Thursday, 12 December 2019 | BISWARAJ PATNAIK

There is no law that sanctions killing of an accused of any crime, including that of rape and murder. This forms the basis for a robust judicial system.

What Hyderabad police terms an ‘encounter' is only a self claim, not an established fact as yet. A young lady veterinary doctor was brutally gangraped and murdered allegedly by four guys. The world around had gone mad with rage over the crime. Suddenly one fine morning, police nabbed four guys as accused and the people’s anger died down. Then, a new drama unfolded: As per the police version, at wee hours the perpetrators were customarily taken to the spot where the heinous crime was committed. While being asked to re-enact the crime at the very spot when not much would be visible, all the four accused gave the slip and escaped after snatching police guns. They opened fire at the police. All hell broke loose. And naturally in self-defence, police gunned down all the four.

The police are bound to face a judicial scrutiny as a mandatory follow-up in the wake of the 2015 Supreme Court ruling in the ‘People's Union for Civil Liberties versus State of Maharashtra' case. The police are only an investigating agency and not authorised to adjudicate cases and pronounce verdicts on someone's criminal culpability. Declaring someone guilty falls under the jurisdiction of the law courts.

In the Hyderabad case, police arrested the four saying they committed the crime on the night of November 26-27. The case was still under investigation. The chargesheet had not been filed. Trial had not begun. The court was yet to hear the accused and the prosecution. It was not yet proven that the accused who were shot dead were the actual culprits. Even if they were the culprits, the police were not authorised to take their lives. It is also not clear if the accused were capable, by means of being armed or something similar, to pose threat to lives of the policemen who took them for recreating the crime scene. As a benefit of doubt, it is also not yet clear whether the police exhausted all other means to capture the accused when they allegedly tried to escape.

▶ [Excerpted data]:
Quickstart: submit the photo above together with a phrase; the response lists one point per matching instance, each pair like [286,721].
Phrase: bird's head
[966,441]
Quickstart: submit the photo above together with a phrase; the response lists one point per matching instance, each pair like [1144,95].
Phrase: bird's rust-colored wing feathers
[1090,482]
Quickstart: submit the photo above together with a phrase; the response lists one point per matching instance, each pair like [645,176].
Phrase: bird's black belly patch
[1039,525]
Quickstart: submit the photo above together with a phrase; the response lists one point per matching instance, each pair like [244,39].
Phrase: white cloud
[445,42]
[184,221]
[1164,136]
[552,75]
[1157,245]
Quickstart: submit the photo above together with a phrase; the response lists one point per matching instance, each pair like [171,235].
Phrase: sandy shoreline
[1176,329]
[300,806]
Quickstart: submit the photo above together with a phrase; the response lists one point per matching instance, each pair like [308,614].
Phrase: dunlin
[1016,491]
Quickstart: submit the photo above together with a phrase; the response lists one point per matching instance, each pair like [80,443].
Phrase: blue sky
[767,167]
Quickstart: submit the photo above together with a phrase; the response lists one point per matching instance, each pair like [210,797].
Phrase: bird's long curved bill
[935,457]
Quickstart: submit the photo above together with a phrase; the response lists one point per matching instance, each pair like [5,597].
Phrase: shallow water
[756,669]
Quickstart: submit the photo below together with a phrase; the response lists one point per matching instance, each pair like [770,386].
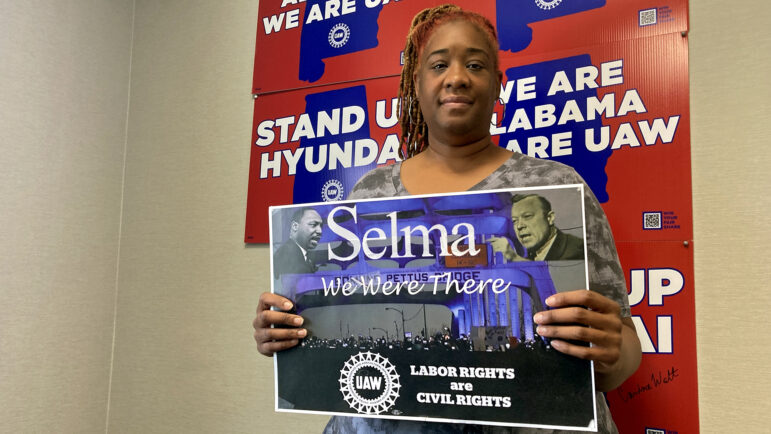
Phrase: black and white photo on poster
[421,307]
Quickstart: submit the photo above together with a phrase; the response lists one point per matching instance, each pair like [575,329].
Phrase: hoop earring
[502,117]
[409,112]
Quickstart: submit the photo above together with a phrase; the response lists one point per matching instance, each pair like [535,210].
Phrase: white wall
[184,356]
[64,75]
[730,57]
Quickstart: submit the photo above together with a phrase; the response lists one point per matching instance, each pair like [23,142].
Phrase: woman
[449,85]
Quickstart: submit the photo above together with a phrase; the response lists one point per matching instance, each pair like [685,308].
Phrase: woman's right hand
[271,340]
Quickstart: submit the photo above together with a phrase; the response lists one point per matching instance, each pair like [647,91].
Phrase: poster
[411,313]
[600,85]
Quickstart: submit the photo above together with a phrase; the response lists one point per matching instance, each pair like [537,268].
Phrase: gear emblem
[369,383]
[547,4]
[339,35]
[332,191]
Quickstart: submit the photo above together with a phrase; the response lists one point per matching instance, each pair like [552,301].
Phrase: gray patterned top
[605,277]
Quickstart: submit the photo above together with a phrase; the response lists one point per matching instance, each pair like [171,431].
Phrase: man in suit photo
[532,219]
[304,234]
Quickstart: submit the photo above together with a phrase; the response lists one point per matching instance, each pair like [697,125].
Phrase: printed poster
[413,314]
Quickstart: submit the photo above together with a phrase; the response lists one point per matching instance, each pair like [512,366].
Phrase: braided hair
[414,137]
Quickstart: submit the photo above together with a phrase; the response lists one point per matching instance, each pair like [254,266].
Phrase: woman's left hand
[588,316]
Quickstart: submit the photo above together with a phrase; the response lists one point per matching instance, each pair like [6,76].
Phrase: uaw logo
[332,191]
[369,383]
[548,4]
[340,34]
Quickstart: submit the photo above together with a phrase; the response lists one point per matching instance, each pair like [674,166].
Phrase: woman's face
[457,83]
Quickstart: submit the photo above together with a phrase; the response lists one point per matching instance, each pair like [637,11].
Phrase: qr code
[647,17]
[652,220]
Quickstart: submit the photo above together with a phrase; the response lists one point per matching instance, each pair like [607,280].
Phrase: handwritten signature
[657,379]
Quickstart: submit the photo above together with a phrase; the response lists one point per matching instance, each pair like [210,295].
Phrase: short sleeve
[605,273]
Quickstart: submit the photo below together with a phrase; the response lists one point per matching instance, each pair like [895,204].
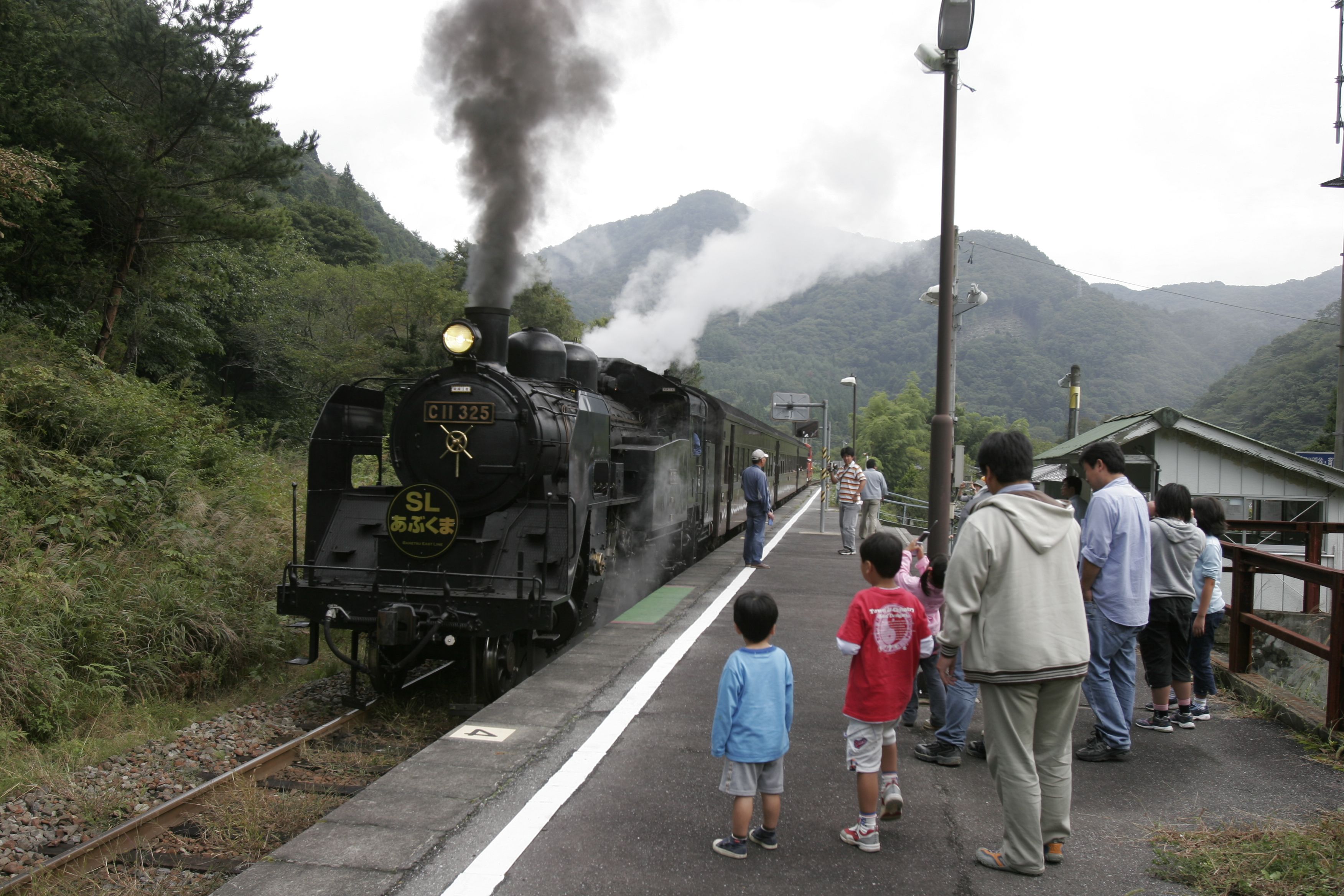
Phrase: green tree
[174,147]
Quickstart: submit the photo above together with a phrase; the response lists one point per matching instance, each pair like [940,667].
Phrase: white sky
[1151,142]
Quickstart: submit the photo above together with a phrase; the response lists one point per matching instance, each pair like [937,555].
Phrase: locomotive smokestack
[510,76]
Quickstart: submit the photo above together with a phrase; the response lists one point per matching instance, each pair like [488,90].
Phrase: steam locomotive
[531,475]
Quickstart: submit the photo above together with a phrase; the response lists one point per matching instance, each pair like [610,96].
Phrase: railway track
[130,836]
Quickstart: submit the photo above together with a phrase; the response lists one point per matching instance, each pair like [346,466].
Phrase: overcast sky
[1151,142]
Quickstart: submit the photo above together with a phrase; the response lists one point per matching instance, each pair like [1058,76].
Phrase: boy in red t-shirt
[883,633]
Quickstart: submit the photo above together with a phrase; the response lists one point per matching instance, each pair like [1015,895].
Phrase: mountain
[593,267]
[320,184]
[1136,351]
[1284,394]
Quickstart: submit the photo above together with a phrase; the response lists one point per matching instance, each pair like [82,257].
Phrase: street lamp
[854,417]
[955,22]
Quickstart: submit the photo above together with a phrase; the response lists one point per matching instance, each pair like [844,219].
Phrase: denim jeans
[959,706]
[1111,676]
[753,540]
[937,699]
[1201,665]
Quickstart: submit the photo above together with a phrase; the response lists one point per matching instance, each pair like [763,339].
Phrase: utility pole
[1076,378]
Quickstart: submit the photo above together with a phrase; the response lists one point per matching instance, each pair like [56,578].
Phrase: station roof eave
[1131,426]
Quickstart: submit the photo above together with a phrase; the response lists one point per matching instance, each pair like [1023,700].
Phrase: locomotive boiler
[529,473]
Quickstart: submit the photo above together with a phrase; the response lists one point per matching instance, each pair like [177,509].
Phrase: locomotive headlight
[460,338]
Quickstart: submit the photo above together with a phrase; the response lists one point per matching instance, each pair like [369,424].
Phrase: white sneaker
[893,804]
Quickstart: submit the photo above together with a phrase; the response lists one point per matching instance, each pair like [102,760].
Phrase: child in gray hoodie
[1164,642]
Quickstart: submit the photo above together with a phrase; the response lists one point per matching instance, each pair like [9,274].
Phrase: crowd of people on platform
[1039,601]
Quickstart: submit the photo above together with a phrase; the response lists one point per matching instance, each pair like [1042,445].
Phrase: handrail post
[1311,590]
[1335,665]
[1244,601]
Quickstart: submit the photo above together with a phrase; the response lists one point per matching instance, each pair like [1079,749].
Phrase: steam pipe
[494,326]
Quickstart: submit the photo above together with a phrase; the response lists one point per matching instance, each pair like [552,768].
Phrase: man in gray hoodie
[1164,642]
[1014,608]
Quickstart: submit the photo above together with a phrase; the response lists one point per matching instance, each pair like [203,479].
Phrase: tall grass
[142,539]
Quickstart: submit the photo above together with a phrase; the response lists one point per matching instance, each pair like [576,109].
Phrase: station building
[1252,479]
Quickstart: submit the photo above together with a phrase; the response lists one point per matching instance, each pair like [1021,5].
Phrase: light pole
[955,23]
[854,415]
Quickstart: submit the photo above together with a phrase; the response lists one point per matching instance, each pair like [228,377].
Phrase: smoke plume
[511,76]
[779,253]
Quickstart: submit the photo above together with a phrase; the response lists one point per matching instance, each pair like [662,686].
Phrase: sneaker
[1158,722]
[865,840]
[765,839]
[939,753]
[996,860]
[891,802]
[1097,750]
[731,847]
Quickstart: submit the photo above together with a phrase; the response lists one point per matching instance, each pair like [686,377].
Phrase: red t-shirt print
[888,625]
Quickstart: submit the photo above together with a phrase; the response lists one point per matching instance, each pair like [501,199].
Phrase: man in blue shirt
[756,489]
[1116,567]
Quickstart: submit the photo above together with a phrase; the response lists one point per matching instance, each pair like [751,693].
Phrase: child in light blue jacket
[752,725]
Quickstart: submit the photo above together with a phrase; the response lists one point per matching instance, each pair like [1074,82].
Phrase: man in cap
[756,489]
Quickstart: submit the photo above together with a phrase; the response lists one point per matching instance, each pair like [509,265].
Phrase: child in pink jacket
[924,580]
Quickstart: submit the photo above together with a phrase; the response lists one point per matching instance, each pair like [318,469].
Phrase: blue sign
[1320,457]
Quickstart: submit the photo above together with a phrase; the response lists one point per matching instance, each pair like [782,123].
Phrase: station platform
[595,776]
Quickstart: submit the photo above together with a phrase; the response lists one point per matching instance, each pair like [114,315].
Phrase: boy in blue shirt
[752,725]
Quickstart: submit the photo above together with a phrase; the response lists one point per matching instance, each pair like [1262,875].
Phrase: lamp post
[854,415]
[955,23]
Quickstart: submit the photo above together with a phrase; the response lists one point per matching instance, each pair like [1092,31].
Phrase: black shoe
[940,753]
[1097,750]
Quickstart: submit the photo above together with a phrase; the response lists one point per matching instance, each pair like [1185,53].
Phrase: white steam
[776,254]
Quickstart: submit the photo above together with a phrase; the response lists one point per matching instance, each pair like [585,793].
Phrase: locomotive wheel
[506,661]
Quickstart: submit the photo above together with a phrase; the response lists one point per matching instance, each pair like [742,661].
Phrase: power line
[1170,292]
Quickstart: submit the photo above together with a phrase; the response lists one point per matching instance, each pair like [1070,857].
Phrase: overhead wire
[1155,289]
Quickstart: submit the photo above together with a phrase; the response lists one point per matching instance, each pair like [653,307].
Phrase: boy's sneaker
[940,753]
[731,847]
[1097,750]
[1156,722]
[765,839]
[891,802]
[865,840]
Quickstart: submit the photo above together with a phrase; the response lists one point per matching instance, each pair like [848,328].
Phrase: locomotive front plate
[423,522]
[460,412]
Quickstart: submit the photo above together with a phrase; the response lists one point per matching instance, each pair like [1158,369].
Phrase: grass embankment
[142,539]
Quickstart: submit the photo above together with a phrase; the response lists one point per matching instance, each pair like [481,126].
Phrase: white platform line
[487,871]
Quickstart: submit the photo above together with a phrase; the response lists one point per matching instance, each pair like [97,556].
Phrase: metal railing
[1315,537]
[1246,565]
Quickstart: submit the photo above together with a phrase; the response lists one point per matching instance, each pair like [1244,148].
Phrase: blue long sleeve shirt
[756,489]
[756,706]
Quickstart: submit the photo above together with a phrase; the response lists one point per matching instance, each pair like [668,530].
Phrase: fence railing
[1315,535]
[1250,562]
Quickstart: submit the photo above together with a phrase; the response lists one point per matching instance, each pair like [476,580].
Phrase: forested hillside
[1285,393]
[1138,351]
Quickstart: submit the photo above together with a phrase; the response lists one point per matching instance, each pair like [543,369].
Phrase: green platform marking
[655,606]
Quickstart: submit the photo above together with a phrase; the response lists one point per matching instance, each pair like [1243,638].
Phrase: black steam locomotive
[533,473]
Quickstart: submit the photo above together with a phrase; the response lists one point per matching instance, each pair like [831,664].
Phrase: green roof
[1103,430]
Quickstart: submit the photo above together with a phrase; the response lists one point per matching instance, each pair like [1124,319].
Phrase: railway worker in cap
[756,489]
[850,480]
[874,489]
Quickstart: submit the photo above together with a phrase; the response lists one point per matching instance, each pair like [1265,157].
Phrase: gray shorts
[752,778]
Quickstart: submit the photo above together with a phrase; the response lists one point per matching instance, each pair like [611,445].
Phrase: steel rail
[151,824]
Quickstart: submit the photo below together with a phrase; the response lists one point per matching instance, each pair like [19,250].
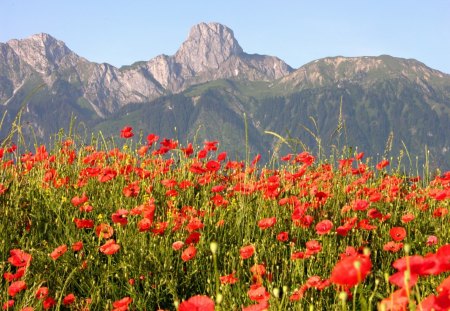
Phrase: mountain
[204,90]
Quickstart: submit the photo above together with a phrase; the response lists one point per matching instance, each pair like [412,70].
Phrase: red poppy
[258,270]
[110,247]
[144,224]
[360,205]
[382,164]
[194,224]
[131,190]
[69,299]
[247,251]
[392,246]
[228,279]
[213,166]
[258,293]
[120,216]
[79,200]
[177,245]
[19,258]
[324,227]
[83,223]
[104,231]
[199,302]
[431,240]
[160,228]
[350,271]
[262,306]
[189,253]
[193,238]
[8,305]
[397,233]
[151,139]
[313,247]
[77,246]
[126,132]
[48,303]
[41,293]
[267,222]
[188,151]
[58,252]
[122,304]
[283,236]
[298,255]
[16,287]
[408,217]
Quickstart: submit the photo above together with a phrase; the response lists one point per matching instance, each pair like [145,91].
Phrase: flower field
[154,225]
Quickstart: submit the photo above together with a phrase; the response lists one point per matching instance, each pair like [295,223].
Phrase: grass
[182,220]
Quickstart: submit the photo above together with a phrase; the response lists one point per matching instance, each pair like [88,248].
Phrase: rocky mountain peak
[42,51]
[207,47]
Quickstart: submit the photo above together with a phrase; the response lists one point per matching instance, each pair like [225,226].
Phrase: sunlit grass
[152,224]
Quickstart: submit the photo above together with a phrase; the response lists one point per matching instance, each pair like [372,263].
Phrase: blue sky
[122,32]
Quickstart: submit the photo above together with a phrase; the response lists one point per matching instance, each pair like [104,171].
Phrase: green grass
[37,214]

▶ [Given task]: Carry the piece on the Hyderabad police encounter forward from its last sentence. The records have no connection to the text about the Hyderabad police encounter.

▶ [Answer to this task]:
There are certain provisions to partially allow a police person to cause death of an accused. Section 96 of the IPC says nothing is an offence which is done in the exercise of the right of private defence. As per IPC Section 100, everything would be perfectly legal if the assaulter proves reasonable apprehension that he would have been grievously hurt or killed if he had not acted in self-defence. Similarly CrPC Section 46 also says if an accused or suspect forcibly resists the endeavour to arrest or evade arrest, the police may use ‘all means necessary to effect the arrest'. All the same, it also states that nothing gives police ‘a right to cause death of a person who is not accused of an offence punishable with death or with imprisonment for life’. This could also mean that in cases where offence is punishable with death or life imprisonment, extra-judicial killing or encounter as they are popularly referred to in India is an option available to the police.

However, the Supreme Court in the 2015 case did lay out a detailed 16-point guideline to judge every extra-judicial killing most judiciously. The Hyderabad encounter is one such case of extra-judicial killing that ought to come clean by passing the Supreme Court guidelines. The scrutiny has to be done by a trained jurist to restore people's faith in the rule of law that declares right to life is fundamental.

The NHRC has already said the Hyderabad police were not ‘properly alert' or ‘prepared for any untoward development'. The International Commission of Jurists has also issued a statement asking the Indian Government to conduct an ‘independent and impartial investigation into the apparently unlawful killings' of the four men. In March 1997, former CJI MN Venkatachaliah, the then NHRC Chairperson, had underlined that the police have not been conferred any right to take away the life of another person.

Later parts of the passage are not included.